▶ **Problem details**:
Make an exact copy of the listing so that no picture is carried over.
+===+
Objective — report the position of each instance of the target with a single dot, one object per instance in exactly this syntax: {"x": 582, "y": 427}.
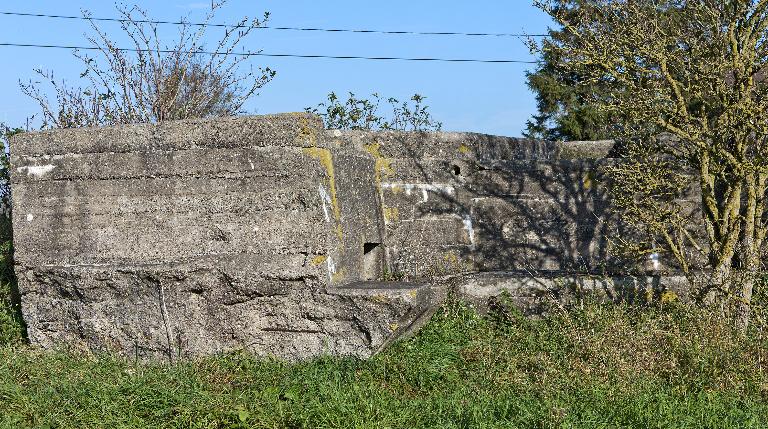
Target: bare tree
{"x": 150, "y": 81}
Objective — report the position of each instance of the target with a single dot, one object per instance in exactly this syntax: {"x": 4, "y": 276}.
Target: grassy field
{"x": 601, "y": 367}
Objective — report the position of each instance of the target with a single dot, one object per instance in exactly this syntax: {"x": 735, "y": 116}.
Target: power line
{"x": 265, "y": 54}
{"x": 267, "y": 27}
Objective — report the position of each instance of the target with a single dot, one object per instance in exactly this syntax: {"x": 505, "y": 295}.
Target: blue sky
{"x": 489, "y": 98}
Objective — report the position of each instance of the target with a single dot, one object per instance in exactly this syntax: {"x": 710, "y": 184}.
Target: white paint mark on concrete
{"x": 37, "y": 170}
{"x": 331, "y": 268}
{"x": 425, "y": 188}
{"x": 470, "y": 229}
{"x": 326, "y": 199}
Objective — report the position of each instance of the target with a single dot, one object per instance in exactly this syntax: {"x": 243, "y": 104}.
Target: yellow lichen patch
{"x": 338, "y": 276}
{"x": 391, "y": 214}
{"x": 307, "y": 133}
{"x": 451, "y": 258}
{"x": 379, "y": 298}
{"x": 383, "y": 166}
{"x": 326, "y": 160}
{"x": 668, "y": 296}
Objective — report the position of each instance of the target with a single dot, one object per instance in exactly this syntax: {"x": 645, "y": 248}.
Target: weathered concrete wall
{"x": 270, "y": 233}
{"x": 462, "y": 202}
{"x": 202, "y": 236}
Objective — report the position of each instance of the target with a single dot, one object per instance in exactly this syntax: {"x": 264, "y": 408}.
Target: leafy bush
{"x": 365, "y": 114}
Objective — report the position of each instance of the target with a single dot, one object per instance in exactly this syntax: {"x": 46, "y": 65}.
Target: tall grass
{"x": 600, "y": 367}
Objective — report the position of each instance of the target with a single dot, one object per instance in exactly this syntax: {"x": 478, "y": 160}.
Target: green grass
{"x": 601, "y": 367}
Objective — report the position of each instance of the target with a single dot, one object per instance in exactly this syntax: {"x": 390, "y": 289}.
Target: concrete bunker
{"x": 273, "y": 235}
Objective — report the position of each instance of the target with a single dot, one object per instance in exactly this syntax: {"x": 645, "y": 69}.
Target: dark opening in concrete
{"x": 373, "y": 257}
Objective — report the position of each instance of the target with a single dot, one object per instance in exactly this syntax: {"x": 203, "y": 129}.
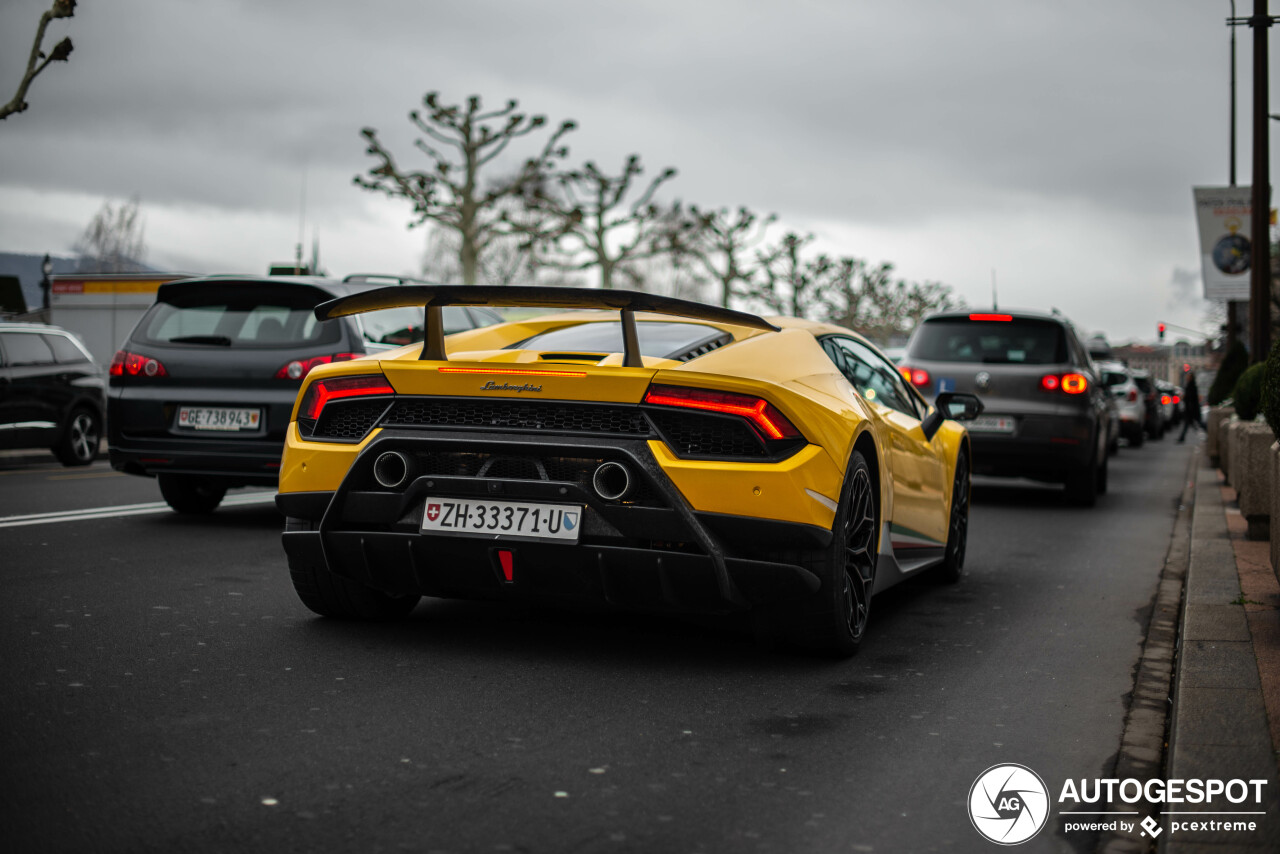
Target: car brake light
{"x": 1069, "y": 383}
{"x": 300, "y": 368}
{"x": 1074, "y": 383}
{"x": 323, "y": 391}
{"x": 914, "y": 375}
{"x": 126, "y": 364}
{"x": 762, "y": 414}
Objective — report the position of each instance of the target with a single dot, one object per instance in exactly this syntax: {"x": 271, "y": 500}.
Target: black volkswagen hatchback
{"x": 200, "y": 394}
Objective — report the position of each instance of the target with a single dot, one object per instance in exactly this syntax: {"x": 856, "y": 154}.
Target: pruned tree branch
{"x": 464, "y": 141}
{"x": 584, "y": 220}
{"x": 39, "y": 62}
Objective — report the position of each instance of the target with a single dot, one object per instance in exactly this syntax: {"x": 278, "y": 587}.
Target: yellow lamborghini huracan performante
{"x": 648, "y": 453}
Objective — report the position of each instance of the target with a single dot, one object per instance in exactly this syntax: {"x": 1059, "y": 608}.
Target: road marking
{"x": 87, "y": 474}
{"x": 124, "y": 510}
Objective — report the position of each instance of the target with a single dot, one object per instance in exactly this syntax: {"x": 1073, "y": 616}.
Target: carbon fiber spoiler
{"x": 434, "y": 297}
+===+
▶ **Answer box**:
Objective — report the position of each instance of the target with a single dot, one object per instance in exactly this syntax: {"x": 582, "y": 427}.
Target: bare tree
{"x": 150, "y": 81}
Objective — report the position of each instance of the target with a single dot, one object per instance in exactly this syntax: {"x": 4, "y": 276}.
Target: grassy field
{"x": 601, "y": 367}
Objective — report the position of each instance of the target with a single dot, one object per instance in exactly this syntax: {"x": 735, "y": 116}.
Target: power line
{"x": 265, "y": 54}
{"x": 267, "y": 27}
Objective — report the position of each instance of the target with a single dot, one object per instance in exactly this syntax: {"x": 505, "y": 295}.
Target: blue sky
{"x": 489, "y": 98}
Objective — report the position of each instance of the target with a single dot, one object per instance in exactly this syntax: {"x": 710, "y": 184}.
Target: white paint mark on concrete
{"x": 37, "y": 170}
{"x": 331, "y": 268}
{"x": 425, "y": 188}
{"x": 470, "y": 229}
{"x": 326, "y": 199}
Objective — report the position of each instance of the target with a single dot, one object per instance in exactly this syntax: {"x": 243, "y": 104}.
Target: yellow lichen patch
{"x": 338, "y": 276}
{"x": 391, "y": 214}
{"x": 307, "y": 133}
{"x": 451, "y": 258}
{"x": 379, "y": 298}
{"x": 383, "y": 166}
{"x": 326, "y": 160}
{"x": 668, "y": 296}
Objective — report the position of each instance of the target with a single dot, one object per instance in exactly this syntax: {"x": 645, "y": 248}.
Target: weathered concrete wall
{"x": 270, "y": 233}
{"x": 462, "y": 202}
{"x": 202, "y": 236}
Objective — report the position of each instance of the target with a single dot, one object per instance in exactly this syntax: {"x": 264, "y": 408}.
Target: leafy bush
{"x": 365, "y": 114}
Objective — report the position of each instance of the target with a single dot, one object per instance in exactly this syntax: {"x": 46, "y": 65}.
Target: tall grass
{"x": 600, "y": 367}
Objective — report the position of each instance of the target with a single dot, one object per instance in exactly this syntax: {"x": 478, "y": 160}.
Target: green grass
{"x": 601, "y": 367}
Objective — report the position of each instance of the target with a single dot, one object per instance in exactly this syntax: {"x": 390, "y": 289}.
Target: concrete bunker
{"x": 273, "y": 235}
Objective — report the position of each instance of the target with a single dot, one object per instance in exactly this syntax: {"x": 645, "y": 69}.
Target: dark opening in concrete
{"x": 373, "y": 257}
Objective — report the position of each instance of the target with a single dot, one object per instance in exactly this syntax: {"x": 203, "y": 129}.
Target: car brake light
{"x": 1069, "y": 383}
{"x": 300, "y": 368}
{"x": 1074, "y": 383}
{"x": 323, "y": 391}
{"x": 914, "y": 375}
{"x": 126, "y": 364}
{"x": 762, "y": 414}
Objective — report the position of each instance of the target with a single dot, one object per instance in exactly this syntax: {"x": 271, "y": 500}.
Target: black volkswagen hatchback
{"x": 200, "y": 394}
Objective — report the position of each instance of the target with a single dot, one object per instance in exactly this syntax: {"x": 856, "y": 154}.
Target: pruned tree branch
{"x": 464, "y": 141}
{"x": 584, "y": 220}
{"x": 39, "y": 62}
Objective — report the position of each instance of the target with a single dot, one object per instance in exactly this syntax: {"x": 278, "y": 587}.
Target: yellow lamborghini huracan performante
{"x": 648, "y": 453}
Objective — report the position of each instance of the target with a single dot, one object per instance in exactly this syntax: {"x": 1059, "y": 608}.
Target: road marking
{"x": 87, "y": 474}
{"x": 124, "y": 510}
Objective — report the position of each instance of the target with a single dot, one object per instance in exactly this syntax: {"x": 1073, "y": 616}.
Target: carbon fiber spoiler
{"x": 434, "y": 297}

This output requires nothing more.